▶ _Consegne_
#1 Ricopia alla lettera il brano su don Buzzetti da "Vale la pena" a "claudicante, non compare.".
#2 Prosegui il racconto su don Buzzetti a partire dalla sua ultima frase.

▶ _Estratto_
Sotto la baita di destra dell'alpe la traccia, segnalata, scende ripida sul fianco del dosso e raggiunge le alpi Tecciali e Primalfieno, che si costeggiano a destra. La prosecuzione della discesa deve avvenire sempre tendendo a destra, per evitare di scendere in val Schiesone: ci si ritrova alla fine all'alpe Prato del Conte. Il vantaggio di questa variante è che permette di ammirare l'impressionante e tristemente celebre (nella storia dell'alpinismo) parete nord del pizzo di Prata, che fu risalita per la prima volta, anche se non ve n'è la prova certa, dalla singolarissima figura di prete-alpinista don Buzzetti.
Vale la pena di cogliere l'occasione per raccontare la sua storia, che ci riporta alla chiesetta di Uschione. Proprio qui, infatti, domenica 15 luglio 1934 è atteso, per la funzione domenicale, don Giuseppe Buzzetti: ma la sua inconfondibile figura, austera, schiva, claudicante, non compare.
Il sacerdote, forte tempra di alpinista, era partito da Chiavenna il giovedì precedente e, compiuta una lunghissima traversata, aveva raggiunto la bocchetta di Sceroia, che, a 2714 metri, congiunge la valle Alpigia (laterale della Val Codera) alla Val Porcellizzo, in Val Masino, per poi scendere al rifugio Gianetti. Questa sola notizia ci può far capire che tempra d’uomo fosse: una camminata del genere, che comporta ben più di 2000 metri di dislivello, richiede doti di resistenza a dir poco fuor del comune.
Dopo il pernottamento, il giorno seguente sale al pizzo Badile, in solitaria, come era uso fare: si trattava, infatti, anche di una figura di valente alpinista, che aveva legato il suo nome ad imprese destinate ad essere ignorate se non fossero state raccolte dal conte Bonacossa. La più importante era stata la prima ascensione del pizzo di Prata (il Pizzasc, o Pizzun, come lo chiamano a Chiavenna) per la temibilissima parete nord, che incombe con il suo impressionante strapiombo sulla val Schiesone.
Anche il successivo sabato è dedicato ad un’ascensione, nonostante il tempo volga al peggio. A nulla serve il tentativo di dissuasione del gestore del rifugio: don Giuseppe raggiunge la vetta della punta Torelli (m. 3137), e lì viene visto, dal rifugio, per l’ultima volta. Poi, più nulla. Il furioso temporale che si è scatenato sembra averlo inghiottito. Ad Uschione, come detto, lo attendono invano, e subito vengono organizzate le ricerche, senza esito.

▶ _Dati forniti_
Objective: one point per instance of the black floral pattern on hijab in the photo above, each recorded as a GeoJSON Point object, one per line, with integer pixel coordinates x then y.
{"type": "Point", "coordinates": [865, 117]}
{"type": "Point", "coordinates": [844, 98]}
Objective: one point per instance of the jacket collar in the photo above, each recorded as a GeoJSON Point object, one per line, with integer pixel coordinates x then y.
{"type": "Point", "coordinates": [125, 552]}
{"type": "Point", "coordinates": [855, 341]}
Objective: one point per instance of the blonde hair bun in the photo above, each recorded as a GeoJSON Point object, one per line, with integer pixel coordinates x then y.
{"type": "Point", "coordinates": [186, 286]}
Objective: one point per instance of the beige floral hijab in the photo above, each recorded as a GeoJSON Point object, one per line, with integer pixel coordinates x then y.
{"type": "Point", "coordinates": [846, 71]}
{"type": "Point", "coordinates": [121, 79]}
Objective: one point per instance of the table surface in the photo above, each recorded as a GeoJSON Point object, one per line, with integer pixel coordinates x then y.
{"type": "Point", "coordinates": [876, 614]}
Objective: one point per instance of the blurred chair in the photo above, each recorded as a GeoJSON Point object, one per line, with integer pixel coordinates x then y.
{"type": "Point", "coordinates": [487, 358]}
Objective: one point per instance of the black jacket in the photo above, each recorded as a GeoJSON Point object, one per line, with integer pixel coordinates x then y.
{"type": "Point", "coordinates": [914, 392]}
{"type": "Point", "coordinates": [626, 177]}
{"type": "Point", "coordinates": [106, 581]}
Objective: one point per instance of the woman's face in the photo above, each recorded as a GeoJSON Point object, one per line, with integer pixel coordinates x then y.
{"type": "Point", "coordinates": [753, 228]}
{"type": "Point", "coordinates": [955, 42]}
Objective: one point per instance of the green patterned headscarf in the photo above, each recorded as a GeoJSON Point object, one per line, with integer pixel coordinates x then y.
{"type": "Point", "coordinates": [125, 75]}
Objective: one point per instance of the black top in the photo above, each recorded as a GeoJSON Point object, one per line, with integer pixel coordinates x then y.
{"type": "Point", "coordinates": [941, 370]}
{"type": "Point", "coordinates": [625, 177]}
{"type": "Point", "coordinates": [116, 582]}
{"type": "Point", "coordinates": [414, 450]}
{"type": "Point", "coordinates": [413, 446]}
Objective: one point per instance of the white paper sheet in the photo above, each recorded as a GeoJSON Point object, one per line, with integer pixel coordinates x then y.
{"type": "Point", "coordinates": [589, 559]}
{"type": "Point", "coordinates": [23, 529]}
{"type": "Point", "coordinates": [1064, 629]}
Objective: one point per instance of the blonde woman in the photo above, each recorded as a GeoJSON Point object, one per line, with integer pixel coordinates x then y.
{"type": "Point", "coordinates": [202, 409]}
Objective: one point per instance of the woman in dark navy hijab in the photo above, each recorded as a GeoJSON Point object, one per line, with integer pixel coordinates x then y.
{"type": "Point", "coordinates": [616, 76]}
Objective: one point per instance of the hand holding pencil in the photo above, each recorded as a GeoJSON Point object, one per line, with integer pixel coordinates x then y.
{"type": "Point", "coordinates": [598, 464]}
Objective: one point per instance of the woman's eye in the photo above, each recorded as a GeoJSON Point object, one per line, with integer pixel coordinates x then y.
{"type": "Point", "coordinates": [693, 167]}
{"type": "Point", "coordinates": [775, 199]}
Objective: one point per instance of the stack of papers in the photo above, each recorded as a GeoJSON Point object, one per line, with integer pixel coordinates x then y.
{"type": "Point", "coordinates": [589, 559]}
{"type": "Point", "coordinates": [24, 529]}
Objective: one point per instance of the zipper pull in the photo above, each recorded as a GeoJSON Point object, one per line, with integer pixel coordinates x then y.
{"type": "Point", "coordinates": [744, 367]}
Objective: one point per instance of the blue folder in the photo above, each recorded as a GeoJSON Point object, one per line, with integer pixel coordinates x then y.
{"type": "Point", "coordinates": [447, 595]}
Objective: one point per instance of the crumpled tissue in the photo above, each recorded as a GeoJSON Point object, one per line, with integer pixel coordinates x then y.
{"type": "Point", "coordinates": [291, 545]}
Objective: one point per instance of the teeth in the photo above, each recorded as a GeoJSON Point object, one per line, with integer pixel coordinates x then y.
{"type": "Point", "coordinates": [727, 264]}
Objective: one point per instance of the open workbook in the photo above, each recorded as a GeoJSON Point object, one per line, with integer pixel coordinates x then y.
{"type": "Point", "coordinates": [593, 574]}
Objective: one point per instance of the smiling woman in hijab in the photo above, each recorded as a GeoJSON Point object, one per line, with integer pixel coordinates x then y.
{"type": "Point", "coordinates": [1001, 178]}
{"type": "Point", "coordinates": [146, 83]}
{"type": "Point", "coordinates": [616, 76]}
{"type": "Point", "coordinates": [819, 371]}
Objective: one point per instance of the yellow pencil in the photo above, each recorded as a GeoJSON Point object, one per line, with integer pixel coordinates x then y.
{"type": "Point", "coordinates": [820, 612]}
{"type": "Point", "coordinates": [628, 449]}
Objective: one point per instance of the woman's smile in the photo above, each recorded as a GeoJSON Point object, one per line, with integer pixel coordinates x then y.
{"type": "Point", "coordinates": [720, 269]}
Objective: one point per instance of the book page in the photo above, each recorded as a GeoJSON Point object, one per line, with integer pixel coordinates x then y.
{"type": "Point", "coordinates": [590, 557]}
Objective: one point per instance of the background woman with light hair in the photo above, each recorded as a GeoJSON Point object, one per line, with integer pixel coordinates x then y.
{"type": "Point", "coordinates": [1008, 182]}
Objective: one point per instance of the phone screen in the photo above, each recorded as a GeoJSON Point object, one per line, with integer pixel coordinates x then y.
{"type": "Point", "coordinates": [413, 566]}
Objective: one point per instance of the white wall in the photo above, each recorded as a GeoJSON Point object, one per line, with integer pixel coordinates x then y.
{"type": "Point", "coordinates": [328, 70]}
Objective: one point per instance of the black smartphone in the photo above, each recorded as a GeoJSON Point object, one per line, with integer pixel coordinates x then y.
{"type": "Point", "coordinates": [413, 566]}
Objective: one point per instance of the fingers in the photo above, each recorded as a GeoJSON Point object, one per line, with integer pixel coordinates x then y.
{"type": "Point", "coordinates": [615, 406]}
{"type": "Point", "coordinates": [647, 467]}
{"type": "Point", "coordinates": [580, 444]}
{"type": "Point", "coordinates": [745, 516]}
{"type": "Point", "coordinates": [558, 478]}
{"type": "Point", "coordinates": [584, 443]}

▶ _Risultati per consegna_
#1
Vale la pena di cogliere l'occasione per raccontare la sua storia, che ci riporta alla chiesetta di Uschione. Proprio qui, infatti, domenica 15 luglio 1934 è atteso, per la funzione domenicale, don Giuseppe Buzzetti: ma la sua inconfondibile figura, austera, schiva, claudicante, non compare.

#2
Solo con notevole ritardo, circa un mese dopo (il 15 agosto), viene ritrovato, alla bocchetta Torelli, un biglietto che permette di azzardare qualche ipotesi su quanto accaduto. Il biglietto reca scritto: “Don Giuseppe Buzzetti C.A.I. sez. di Chiavenna, da Bresciadiga, passo Sceroia, capanna Gianetti, pizzo Torelli, bocchetto Torelli per Bresciadiga 14-VII-34” (o, secondo altri, “11-VII-34”).
Due ipotesi, a questo punto, si impongono: la bocchetta si trova sulla cresta che scende dalla punta Torelli, e da essa l’alpinista forse tentò una discesa diretta verso l’alta Val Codera, per un ripido canalone, oppure proseguì lungo la cresta fino al passo Porcellizzo, la più facile via di discesa in Val Codera. Sia accaduta l’una o l’altra cosa, quel che è molto probabile è che, forse colpito da un fulmine, forse scivolato, sia caduto in un crepaccio, probabilmente fra ghiacciaio e fronte roccioso, per essere poi ricoperto dalla neve.
Quel che è certo è che il suo corpo non fu più ritrovato. E’ come se, ancora nel pieno del suo vigore (aveva 48 anni, essendo nato nel 1886), la montagna, quasi amante gelosa che vuole interamente per sé coloro che la amano, l’avesse nascosto per sempre agli uomini. Forse un giorno, complice il ritiro dei ghiacciai, la salma verrà ritrovata. Sicuramente quel che non si è mai perso, soprattutto nel chiavennasco, è il suo vivido ricordo.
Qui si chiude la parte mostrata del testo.